* **WHAT TO WORK ON**:
**A.** List every R function name that appears in the code of the excerpt on plotting race against education, giving each name once.
**B.** Continue the excerpt on plotting race against education from its final line.

One option for plotting this relationship is a scatterplot, which at first seems like a terrible idea:

ggplot(acs, aes(x = race, y = edu)) +
  geom_point()

All we learn from that plot is that all combinations of race and edu were observed in the data.

We can add a small amount of noise (jitter) to the x and y variables by changing geom_point() to geom_jitter().

ggplot(acs, aes(x = race, y = edu)) +
  geom_jitter()

We can begin to see differences between the variables, but the “White” column is so densely populated that we cannot tell the difference in counts between the levels of education.

A little trial-and-error with the size and alpha arguments of geom_jitter() produces the following:

ggplot(acs, aes(x = race, y = edu)) +
  geom_jitter(size = .25, alpha = .1)

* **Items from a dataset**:
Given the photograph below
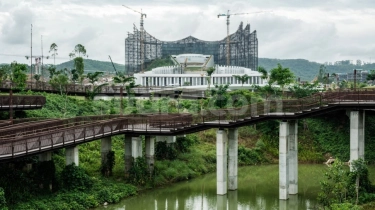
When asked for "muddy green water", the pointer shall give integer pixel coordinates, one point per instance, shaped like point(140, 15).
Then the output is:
point(257, 189)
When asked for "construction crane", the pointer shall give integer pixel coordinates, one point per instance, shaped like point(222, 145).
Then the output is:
point(113, 64)
point(142, 35)
point(228, 38)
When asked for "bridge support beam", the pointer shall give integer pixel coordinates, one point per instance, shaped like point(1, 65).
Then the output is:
point(128, 154)
point(357, 135)
point(45, 156)
point(136, 146)
point(106, 146)
point(150, 152)
point(233, 158)
point(221, 162)
point(293, 156)
point(71, 155)
point(283, 161)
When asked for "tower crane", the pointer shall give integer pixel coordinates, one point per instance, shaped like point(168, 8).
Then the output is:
point(228, 38)
point(142, 35)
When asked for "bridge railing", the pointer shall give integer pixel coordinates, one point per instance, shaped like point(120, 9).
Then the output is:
point(22, 101)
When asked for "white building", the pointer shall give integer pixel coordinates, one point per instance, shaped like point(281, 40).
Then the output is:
point(174, 76)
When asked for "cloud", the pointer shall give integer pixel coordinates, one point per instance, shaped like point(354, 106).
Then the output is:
point(16, 29)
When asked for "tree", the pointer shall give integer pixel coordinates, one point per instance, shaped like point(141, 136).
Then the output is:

* **EXPECTED RESPONSES**:
**A.** ggplot, aes, geom_point, geom_jitter

**B.**
Now, this plot is created from the same data as the contingency tables above, but we are much better at finding patterns in point density than we are in comparing numbers in a table. For example, we see:

  • “White” is the most populous level of race, and “Asian” and “Other” have much fewer individuals
  • For all levels of race, the general pattern is that lower levels of edu are more common, and higher levels less common

With just two lines of code and some experimenting, we can produce plots that help us in the beginning stages of data exploration.

4.3.2 Barplots

Another choice to visualize two discrete variables is the barplot.

Instead of making edu the y variable, we can assign it to the fill aesthetic, which geom_bar() uses to color the bars.

Setting the position argument of geom_bar() to "dodge" places the bars side by side.

ggplot(acs, aes(x = race, fill = edu)) +
  geom_bar(position = "dodge")

Recall that edu is a factor vector (ordered categorical variable), while race is a character vector (unordered categorical variable). As such, the levels of edu follow the order we supplied, while race defaults to alphabetical If we wanted to change this, we could simply make race a factor and specify its levels with fct_relevel() as we did earlier.

Instead of placing the bars next to each other, we can stack them by setting position to "stack".

ggplot(acs, aes(x = race, fill = edu)) +
  geom_bar(position = "stack")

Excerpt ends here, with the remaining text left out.